[Start of Provided data]

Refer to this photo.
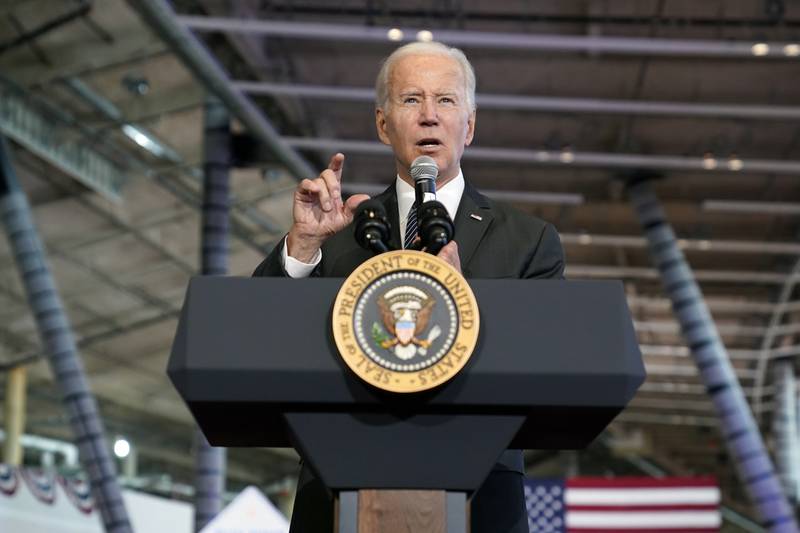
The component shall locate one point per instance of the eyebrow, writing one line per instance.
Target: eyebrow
(415, 92)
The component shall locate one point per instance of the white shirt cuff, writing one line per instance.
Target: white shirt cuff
(296, 268)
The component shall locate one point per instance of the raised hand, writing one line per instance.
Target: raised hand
(319, 212)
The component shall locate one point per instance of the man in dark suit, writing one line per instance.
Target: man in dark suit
(425, 105)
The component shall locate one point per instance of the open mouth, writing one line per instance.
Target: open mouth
(428, 143)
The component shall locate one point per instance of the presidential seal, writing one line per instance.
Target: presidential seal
(405, 321)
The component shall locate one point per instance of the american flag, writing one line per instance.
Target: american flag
(627, 504)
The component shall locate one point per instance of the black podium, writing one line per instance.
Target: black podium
(254, 360)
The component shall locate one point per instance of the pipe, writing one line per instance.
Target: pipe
(210, 460)
(569, 158)
(162, 20)
(16, 386)
(773, 329)
(738, 426)
(494, 40)
(541, 103)
(59, 342)
(784, 427)
(82, 10)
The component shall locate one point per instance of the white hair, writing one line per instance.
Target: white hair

[End of Provided data]

Please shift every point coordinate in the answers by adding 17 to each number, and write out everything from the line containing "flag, writing one line per instance." down to the last of the lines above, with the request lines unchanged.

The component shall locate one point per instance of the american flag, writing one line per instance.
Target: american flag
(644, 521)
The component shall locate one point per instance of the black podium, writing one line per instance.
Target: black podium
(271, 377)
The component shall locate one point per instance of the pipe, writing one line per instance.
Target: pipe
(227, 477)
(586, 175)
(179, 37)
(33, 403)
(790, 346)
(755, 443)
(511, 57)
(558, 120)
(76, 359)
(801, 444)
(99, 27)
The component shall locate one point per instance of the white hair, writing one line per instance.
Target: white hair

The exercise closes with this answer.